■ What this task involves
The number of lines holding "truss" in the listing below is all you should give.

■ Listed records
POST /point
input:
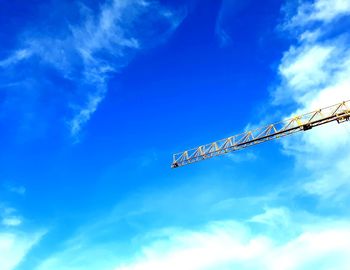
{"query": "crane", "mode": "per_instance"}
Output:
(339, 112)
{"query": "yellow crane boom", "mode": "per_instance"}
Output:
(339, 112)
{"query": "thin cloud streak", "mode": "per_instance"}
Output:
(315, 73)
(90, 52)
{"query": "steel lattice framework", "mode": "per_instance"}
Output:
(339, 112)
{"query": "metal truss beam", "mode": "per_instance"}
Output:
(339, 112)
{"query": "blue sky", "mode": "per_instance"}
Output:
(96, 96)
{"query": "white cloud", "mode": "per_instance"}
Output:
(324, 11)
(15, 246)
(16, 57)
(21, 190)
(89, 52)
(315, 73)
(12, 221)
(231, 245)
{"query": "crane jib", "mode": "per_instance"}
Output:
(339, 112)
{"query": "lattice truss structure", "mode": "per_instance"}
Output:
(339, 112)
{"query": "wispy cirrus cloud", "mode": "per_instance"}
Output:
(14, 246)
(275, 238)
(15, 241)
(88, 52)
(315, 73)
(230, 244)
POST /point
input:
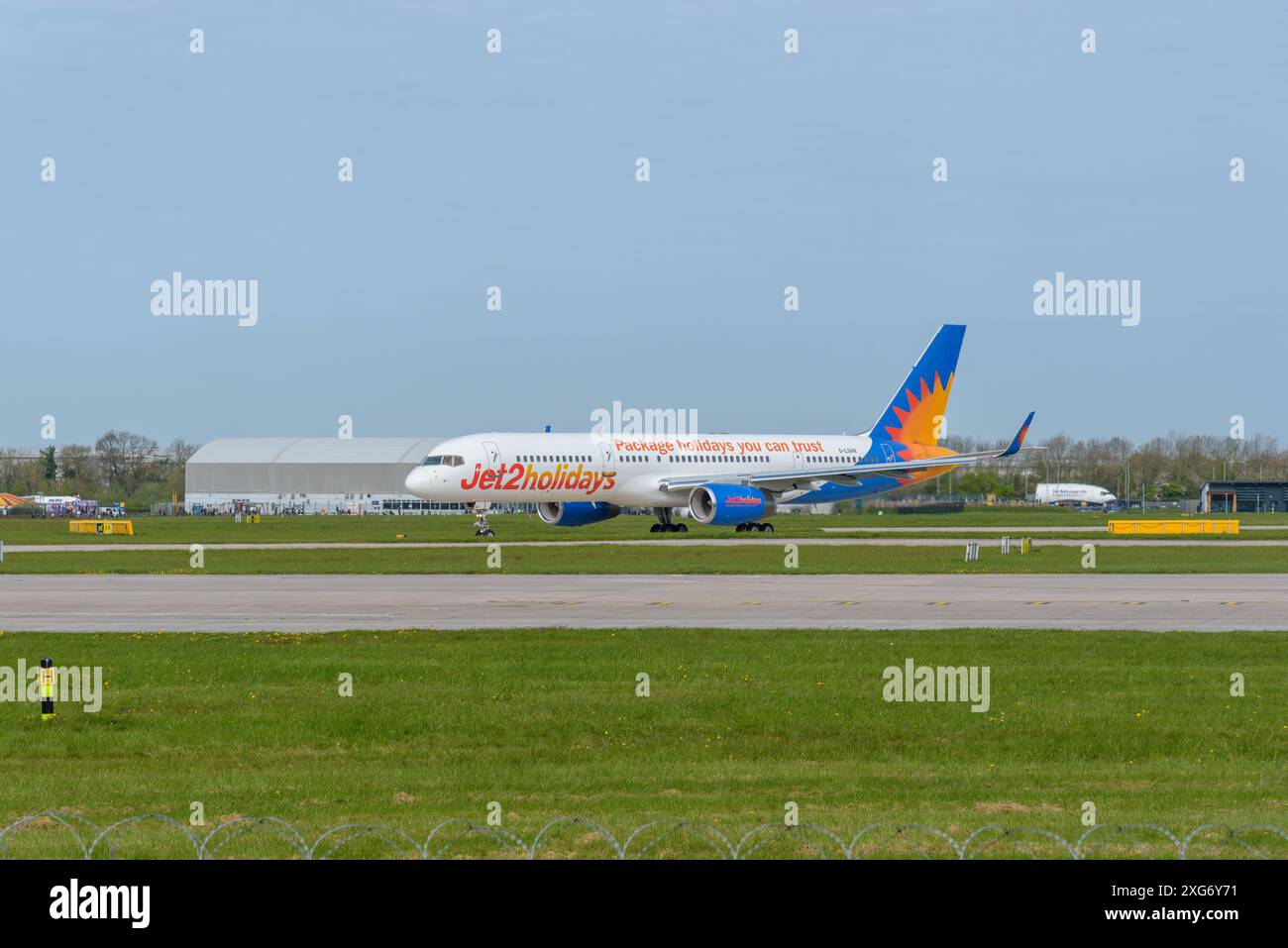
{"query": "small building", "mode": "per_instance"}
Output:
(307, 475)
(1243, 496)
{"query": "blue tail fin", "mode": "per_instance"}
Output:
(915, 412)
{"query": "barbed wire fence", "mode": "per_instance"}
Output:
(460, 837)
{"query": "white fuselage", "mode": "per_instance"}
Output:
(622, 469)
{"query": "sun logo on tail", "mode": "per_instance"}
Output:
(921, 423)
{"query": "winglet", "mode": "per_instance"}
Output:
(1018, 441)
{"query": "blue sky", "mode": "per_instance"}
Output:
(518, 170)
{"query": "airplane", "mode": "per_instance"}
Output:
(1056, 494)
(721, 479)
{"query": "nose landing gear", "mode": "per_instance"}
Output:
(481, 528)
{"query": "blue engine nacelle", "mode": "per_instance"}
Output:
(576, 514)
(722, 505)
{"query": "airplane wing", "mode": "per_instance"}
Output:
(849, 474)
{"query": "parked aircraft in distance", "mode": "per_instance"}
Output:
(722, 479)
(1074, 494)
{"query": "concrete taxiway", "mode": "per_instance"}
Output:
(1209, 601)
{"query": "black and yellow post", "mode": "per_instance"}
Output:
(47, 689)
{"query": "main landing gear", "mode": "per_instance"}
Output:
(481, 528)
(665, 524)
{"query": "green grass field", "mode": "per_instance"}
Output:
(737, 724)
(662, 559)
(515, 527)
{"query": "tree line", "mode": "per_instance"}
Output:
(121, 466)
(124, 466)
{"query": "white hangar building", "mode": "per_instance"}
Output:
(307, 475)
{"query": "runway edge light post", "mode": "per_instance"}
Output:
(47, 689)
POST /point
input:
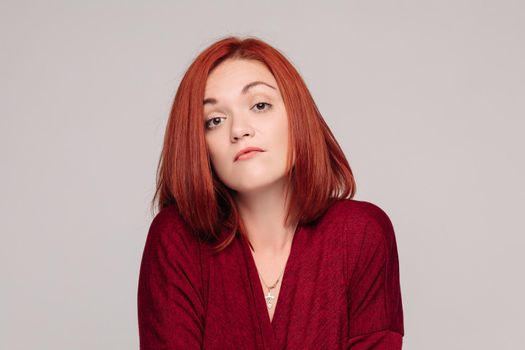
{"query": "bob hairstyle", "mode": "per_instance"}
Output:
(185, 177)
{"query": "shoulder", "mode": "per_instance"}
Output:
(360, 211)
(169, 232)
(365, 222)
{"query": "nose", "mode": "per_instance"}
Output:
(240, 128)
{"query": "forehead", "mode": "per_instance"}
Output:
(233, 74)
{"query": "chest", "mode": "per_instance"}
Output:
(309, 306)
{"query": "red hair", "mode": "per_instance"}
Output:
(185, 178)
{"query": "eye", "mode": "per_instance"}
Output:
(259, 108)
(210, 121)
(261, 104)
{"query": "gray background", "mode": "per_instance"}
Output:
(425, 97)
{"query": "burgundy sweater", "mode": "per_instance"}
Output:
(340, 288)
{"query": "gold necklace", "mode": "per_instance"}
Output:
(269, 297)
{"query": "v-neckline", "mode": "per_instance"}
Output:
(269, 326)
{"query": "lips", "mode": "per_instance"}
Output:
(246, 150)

* * *

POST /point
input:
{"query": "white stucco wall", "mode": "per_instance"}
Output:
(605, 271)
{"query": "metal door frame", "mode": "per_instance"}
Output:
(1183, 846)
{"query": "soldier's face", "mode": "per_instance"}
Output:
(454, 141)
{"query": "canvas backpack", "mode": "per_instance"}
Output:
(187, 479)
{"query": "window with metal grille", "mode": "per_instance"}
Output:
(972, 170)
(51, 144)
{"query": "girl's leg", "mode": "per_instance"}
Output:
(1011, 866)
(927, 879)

■ Solution to the problem
2